> [Short exercise] Could you revise the entries below so that "sample" reads "reference" everywhere it appears, with nothing else changed and the pictures left out of your answer?

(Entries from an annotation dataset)

+++++

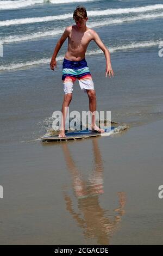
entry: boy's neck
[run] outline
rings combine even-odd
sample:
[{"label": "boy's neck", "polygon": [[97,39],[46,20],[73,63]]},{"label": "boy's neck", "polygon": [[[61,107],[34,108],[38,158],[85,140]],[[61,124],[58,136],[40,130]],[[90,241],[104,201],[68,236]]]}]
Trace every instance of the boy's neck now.
[{"label": "boy's neck", "polygon": [[79,32],[85,32],[87,30],[87,27],[86,26],[85,26],[85,27],[83,27],[82,28],[79,28],[77,26],[76,26],[77,29],[78,29],[78,31]]}]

+++++

> [Solved problem]
entry: boy's neck
[run] outline
rings combine even-odd
reference:
[{"label": "boy's neck", "polygon": [[97,39],[46,20],[73,63]]},{"label": "boy's neck", "polygon": [[[61,107],[34,108],[38,158],[85,140]],[[61,124],[58,136],[40,130]],[[90,241],[104,201],[68,236]]]}]
Trace every instance of the boy's neck now.
[{"label": "boy's neck", "polygon": [[79,32],[85,32],[87,30],[87,27],[86,26],[85,26],[85,27],[83,27],[82,28],[79,28],[77,26],[76,26],[77,29],[78,29],[78,31]]}]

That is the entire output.